**Passage given**
— begin —
Killer space meatballs to cursed shrubbery: Stephen King's TV adaptations – rated bad to best

The Guardiana day ago
There are several things we have come to expect from small-screen adaptations of Stephen King's many, many novels and short stories and they are, generally speaking, these: there will be a small town beset by an Ageless Evil. There will be children, some of whom will be dead, others merely telekinetic and/or screaming in pyjamas. There will be blood. And flannel shirts. And dialogue so awful you will want to bludgeon it with a spade and inter it in an ancient burial ground, despite the suspicion that it will rise from the dead and continue to torment you.
Like the generally superior film versions of the author's works, some of these TV adaptations will, in fact, be very enjoyable. Others will not. And then there is The Institute (MGM+), a new adaptation of a middling 2019 thriller that manages to capture the endearingly wonky essence of King's genius by being both extremely well crafted and, at times, astonishingly silly. But how does it measure up to its predecessors?
Let us clamber into a flannel shirt and, screaming pre-emptively, explore the best and worst of small-screen Stephen King.
The Shining (1997)
Enraged by Stanley Kubrick's magnificent interpretation of his 1977 novel (too little substance, apparently), King responded with a 'definitive' adaptation of his own. Cue this two-part abomination, in which writer Jack Torrance (Steven Weber) terrorises his family with his definitive denim blouson and definitive inability to act. Further definitives: CGI topiary, a young Danny Torrance seemingly incapable of speaking without snuffling (sinusitis?) and a final showdown consisting of a mallet-wielding Jack chasing his nasal son past the same endlessly looped stretch of hotel corridor.
— end —
**Provided material**
— begin —
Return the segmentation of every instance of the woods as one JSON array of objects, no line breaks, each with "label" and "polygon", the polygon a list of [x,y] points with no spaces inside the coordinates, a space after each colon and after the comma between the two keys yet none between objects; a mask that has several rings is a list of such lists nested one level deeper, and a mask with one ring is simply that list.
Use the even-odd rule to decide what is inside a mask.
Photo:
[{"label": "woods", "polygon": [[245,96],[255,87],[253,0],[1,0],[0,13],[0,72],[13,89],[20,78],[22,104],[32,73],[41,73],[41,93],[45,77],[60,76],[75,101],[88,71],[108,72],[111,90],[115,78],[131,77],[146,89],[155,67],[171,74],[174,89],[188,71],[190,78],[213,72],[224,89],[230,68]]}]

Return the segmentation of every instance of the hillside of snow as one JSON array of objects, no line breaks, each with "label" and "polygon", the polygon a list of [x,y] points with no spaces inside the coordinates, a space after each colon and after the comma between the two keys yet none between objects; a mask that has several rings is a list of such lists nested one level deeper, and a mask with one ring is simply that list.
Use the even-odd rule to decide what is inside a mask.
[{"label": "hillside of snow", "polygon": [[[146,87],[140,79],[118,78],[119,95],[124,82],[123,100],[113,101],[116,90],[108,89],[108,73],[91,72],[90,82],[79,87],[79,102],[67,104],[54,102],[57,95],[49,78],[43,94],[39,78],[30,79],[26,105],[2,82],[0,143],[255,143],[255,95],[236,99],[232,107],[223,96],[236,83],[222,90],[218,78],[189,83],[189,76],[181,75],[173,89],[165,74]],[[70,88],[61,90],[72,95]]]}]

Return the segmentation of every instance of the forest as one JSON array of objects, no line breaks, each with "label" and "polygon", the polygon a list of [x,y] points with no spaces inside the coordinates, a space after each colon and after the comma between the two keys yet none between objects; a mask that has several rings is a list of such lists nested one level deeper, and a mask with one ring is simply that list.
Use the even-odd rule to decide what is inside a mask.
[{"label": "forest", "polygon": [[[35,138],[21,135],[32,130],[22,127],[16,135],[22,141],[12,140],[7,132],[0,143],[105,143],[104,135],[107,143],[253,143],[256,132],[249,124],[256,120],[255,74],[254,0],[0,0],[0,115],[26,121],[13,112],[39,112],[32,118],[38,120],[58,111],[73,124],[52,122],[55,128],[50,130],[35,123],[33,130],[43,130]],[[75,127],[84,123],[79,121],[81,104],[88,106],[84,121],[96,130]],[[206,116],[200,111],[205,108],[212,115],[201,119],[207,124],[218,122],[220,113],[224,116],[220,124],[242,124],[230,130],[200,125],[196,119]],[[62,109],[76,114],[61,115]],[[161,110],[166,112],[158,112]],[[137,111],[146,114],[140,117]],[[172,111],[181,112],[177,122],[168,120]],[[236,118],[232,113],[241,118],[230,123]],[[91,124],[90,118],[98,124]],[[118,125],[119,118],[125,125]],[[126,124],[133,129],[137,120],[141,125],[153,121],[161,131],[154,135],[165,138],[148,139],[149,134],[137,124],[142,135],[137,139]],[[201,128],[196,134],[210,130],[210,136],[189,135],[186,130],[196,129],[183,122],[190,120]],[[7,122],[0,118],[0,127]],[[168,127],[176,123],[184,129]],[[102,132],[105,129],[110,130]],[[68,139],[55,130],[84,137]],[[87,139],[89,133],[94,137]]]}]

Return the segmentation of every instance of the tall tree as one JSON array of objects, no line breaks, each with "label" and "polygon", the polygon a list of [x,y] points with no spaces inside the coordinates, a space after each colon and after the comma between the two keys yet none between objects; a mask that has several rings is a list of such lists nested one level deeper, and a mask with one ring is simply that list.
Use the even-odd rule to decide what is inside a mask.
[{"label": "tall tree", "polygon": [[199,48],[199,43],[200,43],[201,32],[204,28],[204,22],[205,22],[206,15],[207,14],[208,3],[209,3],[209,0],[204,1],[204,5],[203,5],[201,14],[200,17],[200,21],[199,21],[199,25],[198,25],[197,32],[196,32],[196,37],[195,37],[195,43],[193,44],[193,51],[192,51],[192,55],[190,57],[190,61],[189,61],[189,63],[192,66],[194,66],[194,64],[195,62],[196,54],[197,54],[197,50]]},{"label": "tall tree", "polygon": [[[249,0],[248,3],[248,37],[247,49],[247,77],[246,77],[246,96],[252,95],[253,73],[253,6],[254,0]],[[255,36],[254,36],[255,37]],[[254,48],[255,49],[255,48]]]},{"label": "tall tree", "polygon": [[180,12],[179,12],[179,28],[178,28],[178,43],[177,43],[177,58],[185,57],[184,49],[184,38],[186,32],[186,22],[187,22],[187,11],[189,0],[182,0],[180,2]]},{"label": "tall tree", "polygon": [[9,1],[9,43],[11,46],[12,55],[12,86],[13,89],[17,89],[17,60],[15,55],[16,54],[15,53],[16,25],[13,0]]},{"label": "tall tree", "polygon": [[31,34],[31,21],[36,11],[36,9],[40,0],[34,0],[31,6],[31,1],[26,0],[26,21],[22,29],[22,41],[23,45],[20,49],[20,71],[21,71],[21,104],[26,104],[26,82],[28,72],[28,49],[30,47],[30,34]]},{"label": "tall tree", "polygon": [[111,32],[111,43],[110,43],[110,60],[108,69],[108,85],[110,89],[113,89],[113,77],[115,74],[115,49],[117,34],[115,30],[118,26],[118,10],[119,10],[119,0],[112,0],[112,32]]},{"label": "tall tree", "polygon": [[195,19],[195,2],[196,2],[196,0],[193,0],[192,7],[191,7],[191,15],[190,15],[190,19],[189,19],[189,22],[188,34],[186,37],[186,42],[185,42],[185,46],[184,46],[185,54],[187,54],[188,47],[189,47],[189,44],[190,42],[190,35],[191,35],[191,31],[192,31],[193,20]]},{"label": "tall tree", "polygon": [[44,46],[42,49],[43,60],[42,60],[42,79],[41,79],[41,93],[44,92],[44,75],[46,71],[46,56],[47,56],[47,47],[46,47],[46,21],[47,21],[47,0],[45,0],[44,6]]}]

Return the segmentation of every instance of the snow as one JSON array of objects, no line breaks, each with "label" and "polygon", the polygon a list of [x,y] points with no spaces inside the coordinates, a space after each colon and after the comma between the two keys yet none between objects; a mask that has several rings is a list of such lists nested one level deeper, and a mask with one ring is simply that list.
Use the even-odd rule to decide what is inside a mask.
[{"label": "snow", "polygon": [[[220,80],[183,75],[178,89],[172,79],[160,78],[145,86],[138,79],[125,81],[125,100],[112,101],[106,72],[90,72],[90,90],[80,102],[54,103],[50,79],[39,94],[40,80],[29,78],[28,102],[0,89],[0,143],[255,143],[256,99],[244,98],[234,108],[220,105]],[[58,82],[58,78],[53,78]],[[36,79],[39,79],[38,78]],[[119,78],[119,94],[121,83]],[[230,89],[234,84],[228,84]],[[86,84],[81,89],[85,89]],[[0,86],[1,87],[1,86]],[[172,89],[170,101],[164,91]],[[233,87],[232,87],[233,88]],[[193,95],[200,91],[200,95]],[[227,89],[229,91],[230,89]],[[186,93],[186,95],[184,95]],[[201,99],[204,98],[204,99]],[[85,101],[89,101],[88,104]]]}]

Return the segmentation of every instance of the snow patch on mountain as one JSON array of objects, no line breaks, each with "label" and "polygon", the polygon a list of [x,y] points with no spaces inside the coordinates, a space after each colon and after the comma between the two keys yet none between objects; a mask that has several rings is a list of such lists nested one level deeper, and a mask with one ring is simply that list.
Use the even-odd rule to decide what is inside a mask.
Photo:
— end —
**Required task 1**
Rewrite everything from "The Shining (1997)" down to "of hotel corridor." in the Stephen King review, substituting "shrubbery" for "topiary".
**Required task 2**
According to the Stephen King review, what things have we come to expect from small-screen adaptations of his work? List them all.

**Written reply 1**
The Shining (1997)
Enraged by Stanley Kubrick's magnificent interpretation of his 1977 novel (too little substance, apparently), King responded with a 'definitive' adaptation of his own. Cue this two-part abomination, in which writer Jack Torrance (Steven Weber) terrorises his family with his definitive denim blouson and definitive inability to act. Further definitives: CGI shrubbery, a young Danny Torrance seemingly incapable of speaking without snuffling (sinusitis?) and a final showdown consisting of a mallet-wielding Jack chasing his nasal son past the same endlessly looped stretch of hotel corridor.

**Written reply 2**
- A small town beset by an Ageless Evil
- Children, some of whom will be dead, others merely telekinetic and/or screaming in pyjamas
- Blood
- Flannel shirts
- Dialogue so awful you will want to bludgeon it with a spade and inter it in an ancient burial ground